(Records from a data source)
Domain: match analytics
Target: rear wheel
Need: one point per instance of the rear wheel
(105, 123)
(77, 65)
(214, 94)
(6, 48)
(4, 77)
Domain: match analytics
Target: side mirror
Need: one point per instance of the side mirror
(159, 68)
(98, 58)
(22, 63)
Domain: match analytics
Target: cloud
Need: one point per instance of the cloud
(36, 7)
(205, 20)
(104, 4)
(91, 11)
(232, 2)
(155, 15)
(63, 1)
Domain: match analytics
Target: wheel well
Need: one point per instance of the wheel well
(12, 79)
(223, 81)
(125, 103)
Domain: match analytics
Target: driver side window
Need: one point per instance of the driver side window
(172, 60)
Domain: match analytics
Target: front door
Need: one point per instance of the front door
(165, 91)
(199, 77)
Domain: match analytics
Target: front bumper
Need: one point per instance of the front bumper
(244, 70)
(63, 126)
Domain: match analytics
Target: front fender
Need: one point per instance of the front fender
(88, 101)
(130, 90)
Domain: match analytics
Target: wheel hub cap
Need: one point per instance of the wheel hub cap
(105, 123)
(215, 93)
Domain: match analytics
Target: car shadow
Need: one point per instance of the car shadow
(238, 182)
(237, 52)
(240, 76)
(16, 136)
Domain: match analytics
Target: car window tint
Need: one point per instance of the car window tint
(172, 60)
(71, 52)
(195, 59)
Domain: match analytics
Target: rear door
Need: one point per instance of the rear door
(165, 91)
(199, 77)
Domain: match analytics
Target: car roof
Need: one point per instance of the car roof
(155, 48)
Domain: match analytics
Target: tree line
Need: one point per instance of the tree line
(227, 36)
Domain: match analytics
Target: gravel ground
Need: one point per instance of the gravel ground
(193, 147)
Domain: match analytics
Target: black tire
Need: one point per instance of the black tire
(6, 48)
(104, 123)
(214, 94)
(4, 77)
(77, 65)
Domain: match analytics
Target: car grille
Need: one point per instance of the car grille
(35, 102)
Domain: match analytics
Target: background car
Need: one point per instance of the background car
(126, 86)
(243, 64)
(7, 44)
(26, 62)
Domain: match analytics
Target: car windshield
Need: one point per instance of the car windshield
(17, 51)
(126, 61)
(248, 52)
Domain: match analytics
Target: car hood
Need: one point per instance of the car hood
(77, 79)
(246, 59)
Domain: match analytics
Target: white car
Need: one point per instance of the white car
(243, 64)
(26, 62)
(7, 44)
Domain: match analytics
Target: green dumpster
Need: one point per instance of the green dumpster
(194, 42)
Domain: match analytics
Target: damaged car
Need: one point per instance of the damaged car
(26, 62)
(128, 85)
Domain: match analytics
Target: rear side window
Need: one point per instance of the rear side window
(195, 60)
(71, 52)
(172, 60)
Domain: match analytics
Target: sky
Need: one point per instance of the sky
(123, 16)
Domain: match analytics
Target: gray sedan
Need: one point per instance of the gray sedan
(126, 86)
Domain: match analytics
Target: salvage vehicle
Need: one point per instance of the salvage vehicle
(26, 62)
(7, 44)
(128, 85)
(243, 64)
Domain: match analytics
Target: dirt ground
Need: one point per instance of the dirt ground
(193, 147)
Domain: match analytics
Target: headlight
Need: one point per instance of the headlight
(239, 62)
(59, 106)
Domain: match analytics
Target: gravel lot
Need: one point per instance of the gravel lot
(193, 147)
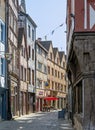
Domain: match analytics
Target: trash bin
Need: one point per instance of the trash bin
(61, 114)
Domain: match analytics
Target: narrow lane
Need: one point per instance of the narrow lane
(37, 121)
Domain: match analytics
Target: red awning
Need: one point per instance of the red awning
(50, 98)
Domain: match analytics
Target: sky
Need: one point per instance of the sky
(49, 15)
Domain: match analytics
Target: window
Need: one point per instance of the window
(58, 74)
(2, 32)
(52, 85)
(33, 77)
(51, 56)
(48, 70)
(55, 73)
(39, 66)
(33, 35)
(21, 73)
(2, 66)
(24, 74)
(52, 71)
(64, 64)
(29, 50)
(29, 75)
(32, 54)
(29, 33)
(45, 69)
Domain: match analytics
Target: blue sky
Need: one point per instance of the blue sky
(49, 15)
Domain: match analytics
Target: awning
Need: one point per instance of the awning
(50, 98)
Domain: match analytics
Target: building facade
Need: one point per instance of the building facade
(56, 72)
(80, 62)
(3, 87)
(11, 55)
(30, 28)
(41, 75)
(23, 68)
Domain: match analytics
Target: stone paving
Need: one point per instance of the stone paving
(37, 121)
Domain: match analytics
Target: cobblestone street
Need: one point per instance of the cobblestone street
(37, 121)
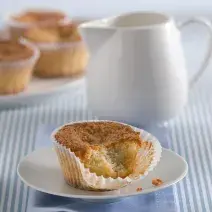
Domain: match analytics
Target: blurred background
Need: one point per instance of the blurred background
(95, 8)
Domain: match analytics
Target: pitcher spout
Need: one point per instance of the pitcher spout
(95, 34)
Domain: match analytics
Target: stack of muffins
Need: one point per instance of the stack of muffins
(42, 43)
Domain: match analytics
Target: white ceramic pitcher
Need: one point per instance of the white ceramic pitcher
(137, 71)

* [Aim of the task]
Apart from the pictures, all of the data must be duplicated exactly as shown above.

* [Your solution]
Domain: match analytics
Target: rear wheel
Need: one point per instance of the rear wheel
(105, 123)
(77, 65)
(214, 94)
(6, 48)
(4, 77)
Domain: match analytics
Target: side mirror
Need: one point per instance of the side mirror
(159, 68)
(98, 58)
(22, 63)
Domain: match analytics
Target: cloud
Need: one point per instance of the cloud
(36, 7)
(205, 20)
(104, 4)
(91, 11)
(232, 2)
(155, 15)
(63, 1)
Domain: match analytics
Target: wheel well
Need: one point per instance of the wheel well
(12, 79)
(223, 81)
(125, 103)
Domain: match analytics
Target: driver side window
Need: one point per instance of the driver side window
(172, 60)
Domain: match analytics
Target: front door
Need: one point per instance of the front door
(165, 91)
(199, 77)
Domain: match analytics
Target: front bumper
Need: one point per instance of the front bumper
(244, 70)
(63, 126)
Domain: match analytics
Target: front fender
Need: one point per instance of the front fender
(88, 101)
(130, 90)
Domain: match analytics
Target: wheel hub cap
Need: one point per instance of the wheel hub cap
(105, 123)
(215, 93)
Domain: match analytics
Target: car shadow
Need: one point per instance of the car shadow
(238, 182)
(237, 52)
(240, 76)
(16, 136)
Domain: match analytics
Target: car window tint
Need: one point per instance of the car window tint
(172, 60)
(71, 52)
(195, 59)
Domain: match analytics
Target: rear door
Need: one point per instance of the rear door
(165, 91)
(199, 77)
Domain: match analytics
Target: car roof
Need: one point per instance of the car roof
(155, 48)
Domain: match analytics
Target: tree line
Need: one point per instance of the tree line
(227, 36)
Domain: match analytics
Target: gravel ground
Need: one point per instance of the gravel ground
(193, 147)
Domain: match analytics
Target: black tire
Need: one point per instance of the black tire
(6, 48)
(104, 123)
(214, 94)
(4, 77)
(77, 65)
Domain: match analytics
Target: car grille
Need: one point per instance of the car grille
(35, 102)
Domain: match analytics
Target: background car
Need: one point per instance of the background car
(126, 86)
(243, 64)
(7, 44)
(26, 62)
Domain: match analytics
Target: car windshield
Need: one point per instance of the car windshield
(17, 51)
(126, 61)
(248, 52)
Domain: match analytics
Target: car hood
Need: one point per instance of the car hood
(77, 79)
(246, 59)
Domain: match analytics
Target: white car
Need: one point per instance of the white car
(243, 64)
(26, 62)
(7, 44)
Domain: match analytics
Target: green dumpster
Need: one point per instance of the green dumpster
(194, 42)
Domain: match analytics
Target: damaged car
Need: one point per instance of the damaged car
(26, 62)
(128, 85)
Domain: match analytics
Target: rear side window
Need: one point per instance of the rear side window
(195, 60)
(71, 52)
(172, 60)
Domain: match analytics
Target: sky
Need: one point per instance of the sky
(123, 16)
Domain: match analytics
Target: gray sedan
Need: one point per instance of the gray sedan
(126, 86)
Domain: match analytics
Target: salvage vehicle
Need: one point per instance of the salvage vehicle
(26, 62)
(7, 44)
(128, 85)
(243, 64)
Domain: match analytics
Target: dirt ground
Need: one point per instance of the dirt ground
(193, 147)
Domain: match analytics
Target: headlight
Need: one point per instance of the headlight
(239, 62)
(59, 106)
Domain: match analytics
Target: gravel lot
Need: one point per instance of the gravel lot
(193, 147)
Domain: match analytics
Target: trash bin
Need: one point per instance of the trash bin
(61, 114)
Domain: match analytics
Target: narrow lane
Need: one point per instance of the narrow lane
(37, 121)
Domain: match analytics
Target: red awning
Need: one point per instance of the red awning
(50, 98)
Domain: match analytics
Target: sky
Need: one point per instance of the sky
(49, 15)
Domain: match analytics
Target: window
Need: one point per instance of the window
(58, 74)
(2, 32)
(52, 85)
(33, 77)
(51, 56)
(48, 70)
(55, 73)
(39, 66)
(33, 35)
(21, 73)
(2, 66)
(24, 74)
(52, 71)
(64, 64)
(29, 50)
(29, 75)
(32, 54)
(29, 33)
(45, 69)
Domain: match analytics
Target: blue sky
Need: one point per instance of the blue sky
(49, 15)
Domain: match analytics
Target: awning
Need: one point per instance of the awning
(50, 98)
Domain: match analytics
Target: building facade
Need: one point per instance of the building facade
(56, 72)
(80, 62)
(3, 87)
(11, 55)
(30, 28)
(41, 75)
(23, 68)
Domain: match analytics
Target: stone paving
Need: one point per instance of the stone paving
(37, 121)
Domain: match analytics
Target: cobblestone street
Need: one point per instance of the cobblestone street
(37, 121)
Domain: match analytics
Target: blurred background
Need: one point per instance of the blurred background
(95, 8)
Domain: match analytics
Target: pitcher spout
Need: one point per instance of the pitcher spout
(95, 34)
Domain: match analytics
Target: stack of muffins
Need: one point per instance of the stack of muffins
(42, 43)
Domain: match analytics
Target: white ceramic pitcher
Need: one point per instance of the white ceramic pitcher
(137, 71)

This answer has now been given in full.